### EXERCISE INSTRUCTIONS
Transcribe the data underneath exactly. No images belong in your version.

### MATERIAL FOR THIS TASK

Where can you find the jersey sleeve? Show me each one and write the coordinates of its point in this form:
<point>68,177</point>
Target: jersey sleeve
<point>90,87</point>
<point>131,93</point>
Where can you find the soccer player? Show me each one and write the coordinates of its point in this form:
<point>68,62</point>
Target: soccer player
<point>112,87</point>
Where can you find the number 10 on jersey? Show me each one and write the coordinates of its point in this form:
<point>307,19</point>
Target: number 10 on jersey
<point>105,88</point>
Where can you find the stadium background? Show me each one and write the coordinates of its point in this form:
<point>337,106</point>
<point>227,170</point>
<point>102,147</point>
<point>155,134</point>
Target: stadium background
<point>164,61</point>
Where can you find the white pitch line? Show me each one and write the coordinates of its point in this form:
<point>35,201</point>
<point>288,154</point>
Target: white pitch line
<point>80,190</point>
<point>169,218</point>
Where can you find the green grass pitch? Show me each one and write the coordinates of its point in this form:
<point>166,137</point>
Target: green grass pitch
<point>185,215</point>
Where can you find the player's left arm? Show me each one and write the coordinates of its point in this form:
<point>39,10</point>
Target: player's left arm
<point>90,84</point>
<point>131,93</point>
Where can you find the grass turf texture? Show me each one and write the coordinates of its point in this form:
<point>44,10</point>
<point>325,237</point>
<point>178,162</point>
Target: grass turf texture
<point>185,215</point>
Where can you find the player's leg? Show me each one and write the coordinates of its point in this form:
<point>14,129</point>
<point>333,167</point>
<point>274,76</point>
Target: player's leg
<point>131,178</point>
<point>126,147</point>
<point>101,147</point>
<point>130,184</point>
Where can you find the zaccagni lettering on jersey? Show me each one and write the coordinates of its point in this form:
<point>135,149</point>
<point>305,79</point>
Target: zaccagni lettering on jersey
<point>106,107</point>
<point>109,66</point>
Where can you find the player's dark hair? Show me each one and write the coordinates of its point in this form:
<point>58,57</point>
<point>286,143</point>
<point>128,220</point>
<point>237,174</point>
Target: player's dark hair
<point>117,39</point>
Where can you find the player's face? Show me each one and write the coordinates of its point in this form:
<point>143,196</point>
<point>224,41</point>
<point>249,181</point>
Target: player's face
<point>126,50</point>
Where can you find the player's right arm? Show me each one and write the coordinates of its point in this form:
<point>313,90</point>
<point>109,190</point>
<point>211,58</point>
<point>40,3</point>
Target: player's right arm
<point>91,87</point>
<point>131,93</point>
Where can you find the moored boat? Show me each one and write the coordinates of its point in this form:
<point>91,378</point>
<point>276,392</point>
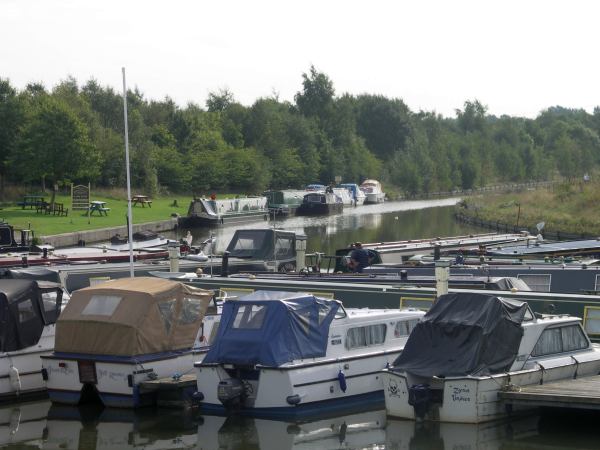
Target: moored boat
<point>320,203</point>
<point>213,212</point>
<point>28,312</point>
<point>357,194</point>
<point>471,346</point>
<point>373,191</point>
<point>284,202</point>
<point>119,333</point>
<point>281,354</point>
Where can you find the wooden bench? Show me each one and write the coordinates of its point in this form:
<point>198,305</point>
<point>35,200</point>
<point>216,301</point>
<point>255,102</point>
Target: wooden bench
<point>141,200</point>
<point>58,209</point>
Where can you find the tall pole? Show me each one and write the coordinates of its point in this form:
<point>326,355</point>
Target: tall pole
<point>129,222</point>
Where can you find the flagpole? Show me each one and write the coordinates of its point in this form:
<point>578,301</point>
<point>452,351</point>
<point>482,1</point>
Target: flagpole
<point>129,221</point>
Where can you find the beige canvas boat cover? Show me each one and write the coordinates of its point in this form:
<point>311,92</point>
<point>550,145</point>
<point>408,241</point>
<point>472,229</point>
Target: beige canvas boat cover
<point>132,316</point>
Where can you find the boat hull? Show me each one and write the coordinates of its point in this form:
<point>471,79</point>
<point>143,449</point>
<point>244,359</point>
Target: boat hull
<point>315,209</point>
<point>374,197</point>
<point>315,385</point>
<point>29,381</point>
<point>475,399</point>
<point>116,381</point>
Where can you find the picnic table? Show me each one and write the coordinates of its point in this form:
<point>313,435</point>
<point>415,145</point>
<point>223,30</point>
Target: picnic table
<point>32,201</point>
<point>141,200</point>
<point>99,207</point>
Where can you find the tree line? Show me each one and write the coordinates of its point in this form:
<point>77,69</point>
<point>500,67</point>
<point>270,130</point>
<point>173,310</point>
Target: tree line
<point>75,133</point>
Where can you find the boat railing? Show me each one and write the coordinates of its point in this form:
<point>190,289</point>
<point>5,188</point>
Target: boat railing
<point>320,262</point>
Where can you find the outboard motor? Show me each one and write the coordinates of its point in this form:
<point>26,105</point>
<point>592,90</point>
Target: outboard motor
<point>419,397</point>
<point>231,393</point>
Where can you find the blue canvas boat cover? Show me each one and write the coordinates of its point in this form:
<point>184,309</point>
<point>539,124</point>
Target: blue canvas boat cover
<point>272,328</point>
<point>464,334</point>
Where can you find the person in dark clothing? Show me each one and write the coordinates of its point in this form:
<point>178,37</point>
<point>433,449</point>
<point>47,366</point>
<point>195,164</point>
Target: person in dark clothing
<point>359,258</point>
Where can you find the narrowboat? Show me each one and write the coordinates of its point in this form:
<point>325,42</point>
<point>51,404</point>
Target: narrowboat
<point>284,202</point>
<point>373,191</point>
<point>213,212</point>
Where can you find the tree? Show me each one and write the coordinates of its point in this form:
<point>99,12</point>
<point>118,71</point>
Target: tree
<point>55,146</point>
<point>219,101</point>
<point>316,98</point>
<point>11,121</point>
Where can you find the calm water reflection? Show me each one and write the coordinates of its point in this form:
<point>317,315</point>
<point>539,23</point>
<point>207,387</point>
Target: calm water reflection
<point>372,223</point>
<point>40,425</point>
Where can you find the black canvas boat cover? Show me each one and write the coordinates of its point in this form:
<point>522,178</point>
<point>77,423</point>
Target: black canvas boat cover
<point>21,321</point>
<point>464,334</point>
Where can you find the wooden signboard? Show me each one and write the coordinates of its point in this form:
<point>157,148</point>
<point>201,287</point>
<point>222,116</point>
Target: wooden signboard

### WRITTEN RESPONSE
Where can you find the jersey sleeve? Show me each one and write the coordinates of its point in this form:
<point>68,177</point>
Target: jersey sleeve
<point>90,87</point>
<point>131,93</point>
Where can you find the soccer player? Show me each one and write the coordinates of its point in this form:
<point>68,62</point>
Target: soccer player
<point>112,87</point>
Where can you find the number 10 on jersey? Show me each one and write the coordinates of its point in this form:
<point>307,19</point>
Target: number 10 on jersey
<point>105,88</point>
Where can you find the stadium background? Show me each one and write the coordinates of its point in this form:
<point>337,106</point>
<point>227,170</point>
<point>102,147</point>
<point>155,134</point>
Target: stadium background
<point>164,61</point>
Where can you find the white pitch line? Show me each one and write the coordinates of its point in this form:
<point>35,201</point>
<point>288,154</point>
Target: white pitch line
<point>80,190</point>
<point>169,218</point>
Where can you find the green grass pitch? Show me each one and write the coordinates of its point in this form:
<point>166,137</point>
Target: green grass pitch
<point>185,215</point>
Where can you find the player's left arm? Show me each one and write the coordinates of its point in this form:
<point>39,10</point>
Target: player's left arm
<point>90,84</point>
<point>131,93</point>
Where can you find the grass turf texture? Show me each one and write the coordinates of its point in this form:
<point>44,10</point>
<point>325,237</point>
<point>178,162</point>
Target: grass turf texture
<point>185,215</point>
Where can you find the player's leg? Show me each one and write the coordinates of its point in this form:
<point>14,129</point>
<point>333,167</point>
<point>274,76</point>
Target: player's leg
<point>131,178</point>
<point>126,147</point>
<point>101,147</point>
<point>130,184</point>
Where can you find the zaccagni lettering on jersey? Show me each one and write the coordinates of its point in this form:
<point>135,149</point>
<point>305,79</point>
Target: zaccagni lettering on jersey
<point>106,107</point>
<point>109,66</point>
Where can you find the player's dark hair? Show me each one and write the coordinates of its point in this form:
<point>58,57</point>
<point>286,143</point>
<point>128,220</point>
<point>237,174</point>
Target: player's dark hair
<point>117,39</point>
Where can you find the player's face? Show me each one and write the coordinates of its point in this form:
<point>143,196</point>
<point>224,41</point>
<point>249,181</point>
Target: player's face
<point>126,50</point>
Where can you find the player's right arm? Show me each one and write the coordinates of its point in this form:
<point>313,90</point>
<point>109,190</point>
<point>211,58</point>
<point>40,3</point>
Target: player's right arm
<point>91,87</point>
<point>131,93</point>
Where can you find the moored boat? Show me each one and write the coordinates of its point in this form:
<point>91,378</point>
<point>276,392</point>
Target: moored boat
<point>320,203</point>
<point>213,212</point>
<point>28,312</point>
<point>357,194</point>
<point>471,346</point>
<point>373,191</point>
<point>284,202</point>
<point>119,333</point>
<point>281,354</point>
Where can you find the wooden bench? Show me each one and write the coordinates of its point in this form:
<point>198,305</point>
<point>35,200</point>
<point>216,301</point>
<point>255,102</point>
Target: wooden bench
<point>141,200</point>
<point>58,209</point>
Where can you find the tall pole? Show me each one and write the coordinates of its point in this form:
<point>326,355</point>
Target: tall pole
<point>129,222</point>
Where can you find the flagpole? Show me each one and write the coordinates of its point in this form:
<point>578,301</point>
<point>452,351</point>
<point>482,1</point>
Target: flagpole
<point>129,221</point>
Where can you find the beige canvas boat cover? Show me each one and write the coordinates of its point in this form:
<point>311,92</point>
<point>550,145</point>
<point>408,241</point>
<point>472,229</point>
Target: beige canvas boat cover
<point>132,316</point>
Where can you find the boat hull? Show me each one and write the coordinates of its point in this form:
<point>471,79</point>
<point>143,449</point>
<point>244,359</point>
Target: boat hull
<point>315,209</point>
<point>374,197</point>
<point>315,385</point>
<point>29,381</point>
<point>475,399</point>
<point>116,381</point>
Where can you find the picnic table? Show me each one and write the coordinates of its point in this form:
<point>313,435</point>
<point>415,145</point>
<point>223,30</point>
Target: picnic table
<point>32,201</point>
<point>141,200</point>
<point>99,207</point>
Where can you find the tree line? Show me each one and write the coordinates of its point in this form:
<point>77,69</point>
<point>500,67</point>
<point>270,130</point>
<point>173,310</point>
Target: tree line
<point>75,133</point>
Where can you find the boat railing? Show me each one and write the coordinates of its point in this form:
<point>190,289</point>
<point>5,188</point>
Target: boat railing
<point>320,262</point>
Where can you find the outboard motor? Show me each one and write the coordinates of its point in this form:
<point>26,105</point>
<point>592,90</point>
Target: outboard motor
<point>419,397</point>
<point>231,393</point>
Where can you find the blue canvas boat cover? Show me each one and write the coordinates of its point in this form:
<point>184,309</point>
<point>539,124</point>
Target: blue canvas boat cover
<point>272,328</point>
<point>464,334</point>
Where can you find the person in dark clothing? Show me each one and write the coordinates of its point in this form:
<point>178,37</point>
<point>433,449</point>
<point>47,366</point>
<point>195,164</point>
Target: person in dark clothing
<point>359,258</point>
Where can you find the narrowboat? Show me each one and write the coordinates of its point in this form:
<point>325,42</point>
<point>51,404</point>
Target: narrowboat
<point>284,202</point>
<point>373,191</point>
<point>213,212</point>
Where can you find the tree? Show me each one and write the coordinates of its point in this form:
<point>99,12</point>
<point>118,71</point>
Target: tree
<point>55,146</point>
<point>219,101</point>
<point>316,98</point>
<point>11,121</point>
Where can you find the calm water reflection? Show me each one and write the coordinates of its point in this form:
<point>317,315</point>
<point>539,23</point>
<point>207,387</point>
Target: calm water reflection
<point>372,223</point>
<point>40,425</point>
Where can you find the black canvas boat cover? Show me each one and write the coordinates of its point in this form:
<point>522,178</point>
<point>77,423</point>
Target: black canvas boat cover
<point>21,321</point>
<point>464,334</point>
Where can you find the wooden signboard? Show me each one and write the coordinates of its point in this form:
<point>157,148</point>
<point>201,287</point>
<point>222,116</point>
Target: wooden signboard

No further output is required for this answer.